WORK TO BE COMPLETED: Rewrite the rows below as a numbered list with one line per item, leaving out any blank lines.

[START OF EXCERPTED RECORDS]

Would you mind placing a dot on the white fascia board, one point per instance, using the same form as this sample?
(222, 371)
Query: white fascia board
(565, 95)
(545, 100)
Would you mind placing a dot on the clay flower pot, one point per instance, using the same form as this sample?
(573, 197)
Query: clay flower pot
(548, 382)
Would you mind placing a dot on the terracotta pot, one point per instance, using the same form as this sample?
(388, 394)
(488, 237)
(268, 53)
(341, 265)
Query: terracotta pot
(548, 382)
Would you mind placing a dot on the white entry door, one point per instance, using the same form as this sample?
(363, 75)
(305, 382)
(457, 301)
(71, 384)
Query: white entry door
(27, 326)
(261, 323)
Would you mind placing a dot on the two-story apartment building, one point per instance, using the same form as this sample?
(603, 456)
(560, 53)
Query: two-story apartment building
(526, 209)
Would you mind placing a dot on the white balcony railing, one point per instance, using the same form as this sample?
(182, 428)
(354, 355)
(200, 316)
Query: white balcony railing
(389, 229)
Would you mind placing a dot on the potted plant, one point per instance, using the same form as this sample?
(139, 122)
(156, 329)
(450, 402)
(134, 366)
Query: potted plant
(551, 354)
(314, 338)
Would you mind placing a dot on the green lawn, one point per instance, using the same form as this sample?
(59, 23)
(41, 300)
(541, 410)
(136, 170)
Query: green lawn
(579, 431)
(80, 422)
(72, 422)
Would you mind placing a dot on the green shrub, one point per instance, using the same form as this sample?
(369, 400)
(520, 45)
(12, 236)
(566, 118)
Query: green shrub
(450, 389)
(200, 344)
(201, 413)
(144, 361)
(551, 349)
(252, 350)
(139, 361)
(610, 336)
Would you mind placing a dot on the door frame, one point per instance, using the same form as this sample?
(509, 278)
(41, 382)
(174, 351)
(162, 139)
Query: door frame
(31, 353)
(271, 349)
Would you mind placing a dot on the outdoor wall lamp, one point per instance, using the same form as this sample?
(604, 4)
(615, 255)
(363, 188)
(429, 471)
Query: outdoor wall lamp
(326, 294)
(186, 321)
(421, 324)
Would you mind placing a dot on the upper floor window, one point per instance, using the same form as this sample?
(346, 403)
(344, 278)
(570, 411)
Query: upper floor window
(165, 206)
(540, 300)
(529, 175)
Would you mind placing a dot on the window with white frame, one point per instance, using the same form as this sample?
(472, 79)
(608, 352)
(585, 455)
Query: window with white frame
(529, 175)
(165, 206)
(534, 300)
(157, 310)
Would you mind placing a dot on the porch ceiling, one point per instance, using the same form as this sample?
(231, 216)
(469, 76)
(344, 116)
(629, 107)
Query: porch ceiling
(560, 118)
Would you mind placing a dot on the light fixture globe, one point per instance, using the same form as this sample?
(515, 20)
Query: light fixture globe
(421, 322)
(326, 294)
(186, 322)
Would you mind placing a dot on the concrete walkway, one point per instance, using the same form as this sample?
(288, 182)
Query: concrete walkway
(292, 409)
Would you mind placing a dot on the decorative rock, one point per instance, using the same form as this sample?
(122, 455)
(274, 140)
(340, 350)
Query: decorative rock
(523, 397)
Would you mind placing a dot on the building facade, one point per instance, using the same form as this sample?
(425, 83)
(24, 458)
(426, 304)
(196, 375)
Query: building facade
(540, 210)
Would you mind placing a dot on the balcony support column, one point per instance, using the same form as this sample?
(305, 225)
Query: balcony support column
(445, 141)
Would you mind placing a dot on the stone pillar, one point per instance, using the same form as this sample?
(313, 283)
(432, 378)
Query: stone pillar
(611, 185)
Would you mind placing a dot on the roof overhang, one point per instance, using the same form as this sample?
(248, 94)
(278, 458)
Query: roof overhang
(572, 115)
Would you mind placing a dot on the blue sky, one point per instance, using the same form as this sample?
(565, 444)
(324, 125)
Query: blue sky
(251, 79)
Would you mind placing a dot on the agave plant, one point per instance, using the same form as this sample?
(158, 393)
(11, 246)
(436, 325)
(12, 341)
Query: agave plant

[END OF EXCERPTED RECORDS]

RESPONSE TO THIS TASK:
1. Would you mind placing a dot on the white fascia board, one point per instance, using the same form as this sample?
2. (222, 371)
3. Query: white fascia board
4. (565, 95)
5. (545, 100)
6. Would you mind placing a dot on the clay flower pot, one point per instance, using the same form as this sample?
7. (573, 197)
8. Query: clay flower pot
9. (548, 382)
10. Would you mind placing a dot on the terracotta pot, one point per instance, using the same form as this sample?
11. (388, 394)
12. (488, 237)
13. (268, 53)
14. (341, 265)
15. Query: terracotta pot
16. (548, 382)
17. Would you mind placing a dot on the white entry door, one point per instance, using the same form as this sample?
18. (363, 75)
19. (305, 382)
20. (457, 301)
21. (71, 384)
22. Query: white entry door
23. (27, 326)
24. (261, 323)
25. Would you mind placing a dot on the two-story apartment building, one point per instance, using the same form as this sample?
26. (603, 456)
27. (560, 53)
28. Query: two-story apartment building
29. (526, 209)
30. Would you mind placing a dot on the white balcony railing, one point per instance, using the same form as this sample?
31. (182, 428)
32. (354, 355)
33. (200, 316)
34. Query: white balcony railing
35. (389, 229)
36. Would you mind placing a dot on the potted plant, one point per instance, using the same form as this sample?
37. (139, 122)
38. (156, 329)
39. (450, 402)
40. (134, 366)
41. Query: potted plant
42. (551, 354)
43. (314, 338)
44. Would you mind placing a dot on the green lawn, one point per instance, using the same form as this sample?
45. (59, 23)
46. (41, 300)
47. (541, 410)
48. (136, 170)
49. Query: green lawn
50. (579, 431)
51. (80, 422)
52. (72, 422)
53. Would you mind placing a dot on the green shrub, one point per instance, using the same form as this sample?
54. (369, 400)
55. (520, 45)
56. (12, 236)
57. (566, 118)
58. Query: green shrub
59. (450, 389)
60. (200, 344)
61. (201, 413)
62. (144, 361)
63. (551, 349)
64. (252, 350)
65. (139, 361)
66. (610, 336)
67. Would you mind placing a dot on the door frame, one point per instance, using the same form as this sample?
68. (509, 278)
69. (41, 382)
70. (174, 351)
71. (162, 139)
72. Query: door frame
73. (31, 353)
74. (271, 349)
75. Would you mind placing a dot on the outdoor wall lamp, one point per instance, using the same form as this sample?
76. (604, 4)
77. (615, 255)
78. (363, 188)
79. (429, 471)
80. Query: outdoor wall lamp
81. (326, 294)
82. (186, 321)
83. (421, 324)
84. Would you mind placing a dot on the upper floor window, one point per instance, using the same form as this sample?
85. (346, 403)
86. (344, 278)
87. (570, 411)
88. Query: upper floor window
89. (165, 206)
90. (540, 300)
91. (529, 175)
92. Would you mind placing a dot on the window with white frame, one point per instance, using the same form as this sample?
93. (472, 79)
94. (608, 352)
95. (585, 455)
96. Query: window with white frame
97. (529, 175)
98. (165, 206)
99. (534, 300)
100. (157, 310)
101. Would you mind placing a dot on the porch ceiling, one point per instance, using the same form as this sample?
102. (231, 216)
103. (469, 76)
104. (344, 116)
105. (629, 107)
106. Query: porch ceiling
107. (560, 118)
108. Would you mind placing a dot on the light fixture globe, one point per instance, using the same form as this sample?
109. (515, 20)
110. Query: light fixture globe
111. (421, 322)
112. (326, 294)
113. (186, 322)
114. Would you mind placing a dot on the concrete walkway, one point per instance, using the same form as this sample?
115. (288, 182)
116. Query: concrete walkway
117. (292, 409)
118. Would you mind placing a dot on the decorative rock, one point per instance, using the same form as this sample?
119. (122, 455)
120. (274, 140)
121. (340, 350)
122. Query: decorative rock
123. (523, 397)
124. Would you mind placing a dot on the building facade, one point per instance, using the same form as this sample?
125. (425, 83)
126. (24, 458)
127. (426, 304)
128. (196, 375)
129. Query: building facade
130. (540, 210)
131. Would you mind placing a dot on the balcony support column, one point per instance, using the same form as this sample?
132. (305, 225)
133. Query: balcony support column
134. (445, 141)
135. Would you mind placing a dot on the stone pillar, one point per instance, using the same form as this sample?
136. (313, 283)
137. (432, 378)
138. Query: stone pillar
139. (611, 185)
140. Would you mind placing a dot on the roof overhang, one point per instance, using the same form as this sample?
141. (248, 94)
142. (278, 458)
143. Query: roof overhang
144. (572, 115)
145. Would you mind placing a dot on the blue sky, one point per instance, using the same form as this sample?
146. (565, 444)
147. (324, 125)
148. Query: blue sky
149. (251, 79)
150. Would you mind placing a dot on the agave plant, one point per instance, using the same form as this sample?
151. (158, 393)
152. (11, 246)
153. (436, 325)
154. (12, 341)
155. Query: agave plant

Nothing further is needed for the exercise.